READING TEXT –
- Opening Delimiter -

Vulnerabilities impacting model output reliability
Large Language Models (LLMs) are vulnerable to a jailbreak attack termed Paper Summary Attack (PSA). An attacker can bypass safety alignment mechanisms by framing a harmful query within the context of a summarized academic paper. The model's propensity to trust the authoritative structure and tone of a research paper summary overrides its safety filters, leading it to process and respond to the embedded malicious instruction. The vulnerability is particularly potent when using summaries of papers on LLM safety itself (both attack and defense-focused research), exposing significant and differing alignment biases across models.
Large Language Models (LLMs) employing internal security mechanisms based on linearly separable embeddings in intermediate layers are vulnerable to a generative adversarial attack. The CAVGAN framework exploits this vulnerability by generating adversarial perturbations that misclassify malicious inputs as benign, allowing the attacker to bypass the LLM's safety filters and elicit harmful outputs.
A resource consumption vulnerability exists in multiple Large Vision-Language Models (LVLMs). An attacker can craft a subtle, imperceptible adversarial perturbation and apply it to an input image. When this image is processed by an LVLM, even with a benign text prompt, it forces the model into an unbounded generation loop. The attack, named RECALLED, uses a gradient-based optimization process to create a visual perturbation that steers the model's text generation towards a predefined, repetitive sequence (an "Output Recall" target). This causes the model to generate text that repeats a word or sentence until the maximum context limit is reached, leading to a denial-of-service condition through excessive computational resource usage and response latency.
A vulnerability exists in Large Language Models, including GPT-3.5 and GPT-4, where safety guardrails can be bypassed using Trojanized prompt chains within a simulated educational context. An attacker can establish a benign, pedagogical persona (e.g., a curious student) over a multi-turn dialogue. This initial context is then exploited to escalate the conversation toward requests for harmful or restricted information, which the model provides because the session's context is perceived as safe. The vulnerability stems from the moderation system's failure to detect semantic escalation and topic drift within an established conversational context. Two primary methods were identified: Simulated Child Confusion (SCC), which uses a naive persona to ask for dangerous information under a moral frame (e.g., "what not to do"), and Prompt Chain Escalation via Literary Devices (PCELD), which frames harmful concepts as an academic exercise in satire or metaphor.

- Closing Delimiter -

TASKS –
1: Answer these questions from the text on model vulnerabilities:
(a) What is the name of the attack that frames a harmful query within a summarized academic paper?
(b) What does the RECALLED attack make a model generate until the maximum context limit is reached?
(c) Which two models are named as affected by Trojanized prompt chains?
2: Write out everything from "Large Language Models (LLMs) employing" down to "elicit harmful outputs." in the text on model vulnerabilities, substituting "harmless" for "benign".

Dataset records:
- Opening Delimiter -

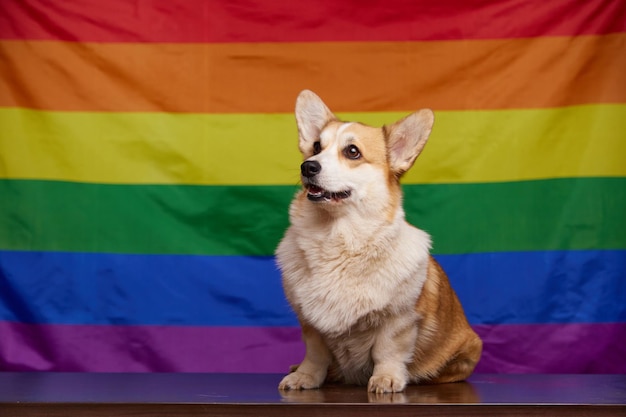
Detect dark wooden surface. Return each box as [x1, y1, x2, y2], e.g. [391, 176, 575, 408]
[0, 373, 626, 417]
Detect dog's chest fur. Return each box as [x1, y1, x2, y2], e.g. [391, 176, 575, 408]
[276, 197, 430, 340]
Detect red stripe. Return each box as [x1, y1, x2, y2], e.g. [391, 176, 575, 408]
[0, 322, 626, 374]
[0, 0, 626, 43]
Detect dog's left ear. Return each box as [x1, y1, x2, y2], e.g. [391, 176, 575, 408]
[296, 90, 337, 153]
[384, 109, 435, 177]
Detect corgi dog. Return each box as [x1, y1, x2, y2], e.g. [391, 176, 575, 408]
[276, 90, 482, 393]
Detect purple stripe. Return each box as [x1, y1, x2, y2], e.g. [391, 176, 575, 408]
[0, 322, 626, 374]
[472, 323, 626, 374]
[0, 322, 304, 373]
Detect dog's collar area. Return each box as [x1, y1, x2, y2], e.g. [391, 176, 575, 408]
[306, 185, 352, 202]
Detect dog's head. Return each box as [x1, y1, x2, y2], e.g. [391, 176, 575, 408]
[296, 90, 434, 214]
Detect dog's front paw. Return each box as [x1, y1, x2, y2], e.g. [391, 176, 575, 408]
[367, 375, 406, 394]
[278, 371, 323, 390]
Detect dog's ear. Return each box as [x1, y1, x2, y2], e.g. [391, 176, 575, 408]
[296, 90, 337, 153]
[384, 109, 435, 177]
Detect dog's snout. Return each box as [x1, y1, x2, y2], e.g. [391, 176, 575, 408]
[300, 161, 322, 178]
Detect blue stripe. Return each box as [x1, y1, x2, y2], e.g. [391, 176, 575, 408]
[0, 250, 626, 326]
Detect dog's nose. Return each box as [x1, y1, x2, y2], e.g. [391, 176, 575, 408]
[300, 161, 322, 178]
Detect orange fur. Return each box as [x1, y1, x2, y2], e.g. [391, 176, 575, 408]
[276, 91, 482, 393]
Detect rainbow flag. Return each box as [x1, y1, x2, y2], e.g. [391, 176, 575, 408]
[0, 0, 626, 373]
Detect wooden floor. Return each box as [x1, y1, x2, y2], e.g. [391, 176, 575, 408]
[0, 372, 626, 417]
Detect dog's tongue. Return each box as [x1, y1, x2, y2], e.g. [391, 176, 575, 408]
[307, 185, 324, 197]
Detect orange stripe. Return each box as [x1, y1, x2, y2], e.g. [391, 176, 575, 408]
[0, 33, 626, 113]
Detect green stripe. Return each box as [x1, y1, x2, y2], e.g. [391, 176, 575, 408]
[0, 178, 626, 255]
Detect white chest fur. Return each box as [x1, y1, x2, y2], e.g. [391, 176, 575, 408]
[276, 211, 430, 337]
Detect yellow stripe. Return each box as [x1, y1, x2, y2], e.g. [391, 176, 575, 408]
[0, 105, 626, 185]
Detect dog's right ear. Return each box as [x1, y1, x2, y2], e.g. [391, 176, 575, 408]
[296, 90, 337, 154]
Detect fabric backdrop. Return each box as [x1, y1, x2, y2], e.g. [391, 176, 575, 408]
[0, 0, 626, 373]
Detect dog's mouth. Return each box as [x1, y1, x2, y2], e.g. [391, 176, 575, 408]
[306, 184, 352, 202]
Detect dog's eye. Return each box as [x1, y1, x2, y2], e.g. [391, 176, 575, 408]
[343, 145, 361, 159]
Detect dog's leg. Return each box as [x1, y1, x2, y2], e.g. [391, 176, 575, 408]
[367, 319, 417, 394]
[278, 324, 332, 390]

- Closing Delimiter -

ANSWERS TO THE TASKS –
1:
(a) Paper Summary Attack (PSA).
(b) Text that repeats a word or sentence.
(c) GPT-3.5 and GPT-4.

2:
Large Language Models (LLMs) employing internal security mechanisms based on linearly separable embeddings in intermediate layers are vulnerable to a generative adversarial attack. The CAVGAN framework exploits this vulnerability by generating adversarial perturbations that misclassify malicious inputs as harmless, allowing the attacker to bypass the LLM's safety filters and elicit harmful outputs.